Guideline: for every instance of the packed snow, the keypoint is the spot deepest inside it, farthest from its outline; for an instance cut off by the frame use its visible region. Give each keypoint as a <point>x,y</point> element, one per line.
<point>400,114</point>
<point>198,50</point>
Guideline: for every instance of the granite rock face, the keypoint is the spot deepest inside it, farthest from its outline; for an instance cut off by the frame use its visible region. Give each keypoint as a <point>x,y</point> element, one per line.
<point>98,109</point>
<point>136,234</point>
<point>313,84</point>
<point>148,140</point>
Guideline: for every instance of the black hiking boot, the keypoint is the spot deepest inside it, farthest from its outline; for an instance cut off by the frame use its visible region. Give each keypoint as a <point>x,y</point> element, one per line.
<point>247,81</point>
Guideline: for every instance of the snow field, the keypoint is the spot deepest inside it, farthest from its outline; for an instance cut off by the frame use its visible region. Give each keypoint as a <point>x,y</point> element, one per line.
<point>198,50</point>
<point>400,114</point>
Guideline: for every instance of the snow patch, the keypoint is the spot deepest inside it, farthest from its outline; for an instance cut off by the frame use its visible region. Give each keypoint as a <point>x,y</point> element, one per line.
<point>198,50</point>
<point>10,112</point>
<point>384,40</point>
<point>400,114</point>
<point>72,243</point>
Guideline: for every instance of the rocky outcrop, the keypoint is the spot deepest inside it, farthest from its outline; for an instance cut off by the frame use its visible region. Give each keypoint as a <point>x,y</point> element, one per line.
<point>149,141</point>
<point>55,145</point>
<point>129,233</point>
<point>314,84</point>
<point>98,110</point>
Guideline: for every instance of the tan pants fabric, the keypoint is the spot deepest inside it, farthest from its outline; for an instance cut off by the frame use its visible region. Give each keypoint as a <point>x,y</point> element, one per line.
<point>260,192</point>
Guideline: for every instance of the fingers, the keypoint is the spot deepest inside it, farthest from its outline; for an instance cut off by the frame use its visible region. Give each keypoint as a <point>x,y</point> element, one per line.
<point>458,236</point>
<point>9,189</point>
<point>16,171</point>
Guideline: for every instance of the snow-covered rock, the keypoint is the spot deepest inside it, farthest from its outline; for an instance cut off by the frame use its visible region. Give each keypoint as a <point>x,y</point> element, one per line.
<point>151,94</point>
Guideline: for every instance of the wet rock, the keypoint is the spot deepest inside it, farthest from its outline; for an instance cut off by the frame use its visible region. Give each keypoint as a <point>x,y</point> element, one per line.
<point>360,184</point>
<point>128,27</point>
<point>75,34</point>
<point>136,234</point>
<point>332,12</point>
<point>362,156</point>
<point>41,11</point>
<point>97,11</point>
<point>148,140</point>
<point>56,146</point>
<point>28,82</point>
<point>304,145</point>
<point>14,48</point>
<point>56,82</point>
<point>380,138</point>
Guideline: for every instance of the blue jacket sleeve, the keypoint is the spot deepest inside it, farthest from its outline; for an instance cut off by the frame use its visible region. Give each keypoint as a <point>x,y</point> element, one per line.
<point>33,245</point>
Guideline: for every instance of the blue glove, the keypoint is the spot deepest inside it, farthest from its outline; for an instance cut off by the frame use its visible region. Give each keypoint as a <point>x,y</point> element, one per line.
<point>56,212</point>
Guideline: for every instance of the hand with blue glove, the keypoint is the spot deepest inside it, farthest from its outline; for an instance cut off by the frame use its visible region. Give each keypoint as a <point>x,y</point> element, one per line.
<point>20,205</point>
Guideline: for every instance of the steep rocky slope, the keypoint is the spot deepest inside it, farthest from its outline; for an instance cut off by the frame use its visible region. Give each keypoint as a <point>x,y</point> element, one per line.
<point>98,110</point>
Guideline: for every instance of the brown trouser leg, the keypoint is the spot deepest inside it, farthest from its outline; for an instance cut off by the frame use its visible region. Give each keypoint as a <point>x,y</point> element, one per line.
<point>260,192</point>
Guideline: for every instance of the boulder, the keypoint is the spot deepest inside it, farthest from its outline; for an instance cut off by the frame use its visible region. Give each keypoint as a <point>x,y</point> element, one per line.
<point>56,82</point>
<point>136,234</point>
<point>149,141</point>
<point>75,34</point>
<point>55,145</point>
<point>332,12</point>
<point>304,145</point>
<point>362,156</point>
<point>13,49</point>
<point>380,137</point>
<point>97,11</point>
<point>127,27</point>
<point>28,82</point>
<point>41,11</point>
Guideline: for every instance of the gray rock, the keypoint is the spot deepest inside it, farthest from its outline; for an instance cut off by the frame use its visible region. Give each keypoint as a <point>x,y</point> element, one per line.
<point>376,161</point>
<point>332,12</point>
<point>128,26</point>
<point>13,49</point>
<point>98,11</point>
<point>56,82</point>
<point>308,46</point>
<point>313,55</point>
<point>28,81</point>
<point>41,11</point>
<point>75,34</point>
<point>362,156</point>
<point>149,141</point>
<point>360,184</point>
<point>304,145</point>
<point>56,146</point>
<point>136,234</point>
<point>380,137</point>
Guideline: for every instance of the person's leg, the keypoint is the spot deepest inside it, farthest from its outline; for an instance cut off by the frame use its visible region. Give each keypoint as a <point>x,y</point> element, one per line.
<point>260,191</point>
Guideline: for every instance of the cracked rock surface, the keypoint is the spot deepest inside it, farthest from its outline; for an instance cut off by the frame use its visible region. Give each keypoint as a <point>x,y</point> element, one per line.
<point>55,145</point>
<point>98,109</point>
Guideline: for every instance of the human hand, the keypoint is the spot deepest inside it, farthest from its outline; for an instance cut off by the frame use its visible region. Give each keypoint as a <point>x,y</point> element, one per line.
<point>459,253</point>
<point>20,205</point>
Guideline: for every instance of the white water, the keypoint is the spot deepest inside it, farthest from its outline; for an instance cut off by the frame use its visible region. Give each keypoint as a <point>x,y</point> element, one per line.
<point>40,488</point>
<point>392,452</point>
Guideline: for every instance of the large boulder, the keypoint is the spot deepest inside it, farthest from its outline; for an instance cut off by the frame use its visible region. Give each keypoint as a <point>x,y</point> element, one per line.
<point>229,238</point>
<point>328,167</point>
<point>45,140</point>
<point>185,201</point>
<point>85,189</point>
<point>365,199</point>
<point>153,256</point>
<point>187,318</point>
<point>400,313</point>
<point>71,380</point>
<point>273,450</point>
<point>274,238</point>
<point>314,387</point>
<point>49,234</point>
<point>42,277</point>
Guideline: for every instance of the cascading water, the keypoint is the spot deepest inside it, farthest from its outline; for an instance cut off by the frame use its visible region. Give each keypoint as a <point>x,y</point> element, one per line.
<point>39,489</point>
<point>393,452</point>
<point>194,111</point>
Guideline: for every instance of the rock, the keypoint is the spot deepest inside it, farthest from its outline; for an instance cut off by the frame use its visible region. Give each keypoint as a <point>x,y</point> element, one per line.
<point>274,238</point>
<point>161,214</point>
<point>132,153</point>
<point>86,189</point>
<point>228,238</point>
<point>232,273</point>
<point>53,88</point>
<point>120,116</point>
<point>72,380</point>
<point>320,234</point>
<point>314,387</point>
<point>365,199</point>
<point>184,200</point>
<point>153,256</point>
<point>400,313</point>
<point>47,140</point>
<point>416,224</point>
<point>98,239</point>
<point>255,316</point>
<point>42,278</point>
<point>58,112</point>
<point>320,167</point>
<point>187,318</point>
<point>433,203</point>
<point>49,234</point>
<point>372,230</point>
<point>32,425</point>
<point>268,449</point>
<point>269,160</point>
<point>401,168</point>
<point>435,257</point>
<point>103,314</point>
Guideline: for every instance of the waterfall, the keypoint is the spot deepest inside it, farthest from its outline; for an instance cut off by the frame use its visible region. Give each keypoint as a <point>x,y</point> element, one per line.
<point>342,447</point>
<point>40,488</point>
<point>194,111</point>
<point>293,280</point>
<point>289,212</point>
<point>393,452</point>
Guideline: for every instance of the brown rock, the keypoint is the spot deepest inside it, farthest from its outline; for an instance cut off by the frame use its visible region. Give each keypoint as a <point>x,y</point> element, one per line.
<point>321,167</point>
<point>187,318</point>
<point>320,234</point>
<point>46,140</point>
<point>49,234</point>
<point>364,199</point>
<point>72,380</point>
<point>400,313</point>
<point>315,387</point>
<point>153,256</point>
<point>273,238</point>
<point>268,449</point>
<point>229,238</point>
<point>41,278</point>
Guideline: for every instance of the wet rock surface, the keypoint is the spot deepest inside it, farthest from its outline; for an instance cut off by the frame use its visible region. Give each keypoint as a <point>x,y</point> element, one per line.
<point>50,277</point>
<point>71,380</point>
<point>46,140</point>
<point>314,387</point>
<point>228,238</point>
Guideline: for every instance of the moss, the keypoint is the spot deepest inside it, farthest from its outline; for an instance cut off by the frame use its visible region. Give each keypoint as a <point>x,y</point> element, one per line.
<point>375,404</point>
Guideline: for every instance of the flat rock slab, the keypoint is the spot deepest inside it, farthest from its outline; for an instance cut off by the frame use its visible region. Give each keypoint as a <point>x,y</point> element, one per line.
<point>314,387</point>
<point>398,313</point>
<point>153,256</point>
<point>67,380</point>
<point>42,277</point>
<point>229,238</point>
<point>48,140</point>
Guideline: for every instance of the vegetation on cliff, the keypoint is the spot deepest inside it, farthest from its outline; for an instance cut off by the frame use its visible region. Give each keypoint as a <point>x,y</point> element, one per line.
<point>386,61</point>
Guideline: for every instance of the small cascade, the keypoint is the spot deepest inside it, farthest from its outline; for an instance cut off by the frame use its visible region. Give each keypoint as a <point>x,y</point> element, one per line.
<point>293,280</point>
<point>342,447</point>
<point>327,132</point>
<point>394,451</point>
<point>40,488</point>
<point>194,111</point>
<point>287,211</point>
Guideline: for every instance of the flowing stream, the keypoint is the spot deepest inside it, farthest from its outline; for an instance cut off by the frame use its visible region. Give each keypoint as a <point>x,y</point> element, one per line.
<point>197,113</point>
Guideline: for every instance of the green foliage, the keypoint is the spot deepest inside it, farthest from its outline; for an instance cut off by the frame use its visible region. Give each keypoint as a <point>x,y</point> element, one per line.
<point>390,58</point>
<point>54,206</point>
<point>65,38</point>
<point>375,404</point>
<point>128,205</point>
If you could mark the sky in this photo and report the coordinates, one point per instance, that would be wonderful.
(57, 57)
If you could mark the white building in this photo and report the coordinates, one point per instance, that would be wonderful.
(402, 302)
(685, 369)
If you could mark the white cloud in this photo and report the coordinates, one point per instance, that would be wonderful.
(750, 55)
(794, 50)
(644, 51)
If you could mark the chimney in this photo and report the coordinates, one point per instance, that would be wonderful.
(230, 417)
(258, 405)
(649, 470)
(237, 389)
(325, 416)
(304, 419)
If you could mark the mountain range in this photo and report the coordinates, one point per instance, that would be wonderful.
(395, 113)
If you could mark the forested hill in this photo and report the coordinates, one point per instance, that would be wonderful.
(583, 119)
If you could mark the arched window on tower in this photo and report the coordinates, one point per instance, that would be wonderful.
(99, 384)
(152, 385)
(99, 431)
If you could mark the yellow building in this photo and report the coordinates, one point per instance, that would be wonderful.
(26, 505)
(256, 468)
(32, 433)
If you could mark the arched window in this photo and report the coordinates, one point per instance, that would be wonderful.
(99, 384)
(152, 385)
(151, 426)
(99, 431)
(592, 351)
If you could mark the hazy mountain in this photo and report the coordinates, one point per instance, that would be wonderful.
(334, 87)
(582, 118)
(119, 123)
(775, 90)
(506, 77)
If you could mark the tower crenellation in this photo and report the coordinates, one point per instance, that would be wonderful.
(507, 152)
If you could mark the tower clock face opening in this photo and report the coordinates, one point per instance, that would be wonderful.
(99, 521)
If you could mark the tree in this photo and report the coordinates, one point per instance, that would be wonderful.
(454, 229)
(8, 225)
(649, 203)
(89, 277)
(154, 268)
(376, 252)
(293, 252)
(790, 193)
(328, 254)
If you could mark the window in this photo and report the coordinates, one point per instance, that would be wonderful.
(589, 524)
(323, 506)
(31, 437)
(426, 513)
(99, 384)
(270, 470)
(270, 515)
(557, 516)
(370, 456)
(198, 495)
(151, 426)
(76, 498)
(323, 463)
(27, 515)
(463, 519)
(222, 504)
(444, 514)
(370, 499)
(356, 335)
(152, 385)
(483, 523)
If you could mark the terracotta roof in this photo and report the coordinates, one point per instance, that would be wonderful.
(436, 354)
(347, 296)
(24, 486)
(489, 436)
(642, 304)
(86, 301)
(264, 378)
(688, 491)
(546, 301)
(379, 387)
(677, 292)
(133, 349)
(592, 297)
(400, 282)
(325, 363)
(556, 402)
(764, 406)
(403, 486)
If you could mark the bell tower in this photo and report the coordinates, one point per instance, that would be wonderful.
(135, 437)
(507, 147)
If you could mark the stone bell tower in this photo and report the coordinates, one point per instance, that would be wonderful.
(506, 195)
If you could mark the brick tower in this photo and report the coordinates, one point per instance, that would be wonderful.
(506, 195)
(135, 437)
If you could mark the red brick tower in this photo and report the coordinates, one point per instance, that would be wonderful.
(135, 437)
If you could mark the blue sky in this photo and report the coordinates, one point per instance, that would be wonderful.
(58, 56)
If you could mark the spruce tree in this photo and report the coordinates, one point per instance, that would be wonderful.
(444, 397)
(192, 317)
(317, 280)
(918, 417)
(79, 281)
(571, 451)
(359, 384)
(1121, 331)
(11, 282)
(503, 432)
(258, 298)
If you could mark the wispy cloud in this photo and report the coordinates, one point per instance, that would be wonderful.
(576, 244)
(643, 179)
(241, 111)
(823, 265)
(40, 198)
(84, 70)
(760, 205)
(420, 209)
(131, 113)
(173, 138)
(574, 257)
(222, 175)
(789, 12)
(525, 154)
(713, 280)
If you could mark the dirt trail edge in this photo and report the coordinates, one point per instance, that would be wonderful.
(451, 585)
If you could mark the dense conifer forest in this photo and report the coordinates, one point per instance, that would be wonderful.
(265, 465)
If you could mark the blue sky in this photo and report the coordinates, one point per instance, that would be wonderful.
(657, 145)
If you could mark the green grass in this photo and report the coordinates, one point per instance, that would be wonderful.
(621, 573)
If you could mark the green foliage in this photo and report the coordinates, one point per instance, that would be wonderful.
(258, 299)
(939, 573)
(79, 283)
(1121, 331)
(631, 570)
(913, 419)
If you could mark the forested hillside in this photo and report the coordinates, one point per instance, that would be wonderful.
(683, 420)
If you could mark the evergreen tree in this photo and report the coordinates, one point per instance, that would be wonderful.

================================

→ The task
Nothing but the lines from the one with "If you could mark the dense" through the final line of the records may appear in the answer, and each must be transcribed exactly.

→ Your response
If you could mark the dense conifer forest in this photo and report the coordinates, one point per instance, that would be wonderful.
(265, 465)
If you could mark the blue sky in this photo and report the coordinates, one point per instance, that would be wonderful.
(657, 145)
If you could mark the green grass in this photo and report the coordinates, one point per instance, that would be wonderful.
(621, 573)
If you could mark the green foliage in this photo and report the coordinates, one point per instance, that would be wonderful.
(258, 299)
(939, 573)
(79, 283)
(1121, 331)
(631, 570)
(913, 419)
If you could mark the forested hillside in this photo and report the coordinates, one point per instance, that would be wonderful.
(683, 420)
If you could mark the evergreen tree in this photo and report the coordinates, one point per instance, that would be wonderful.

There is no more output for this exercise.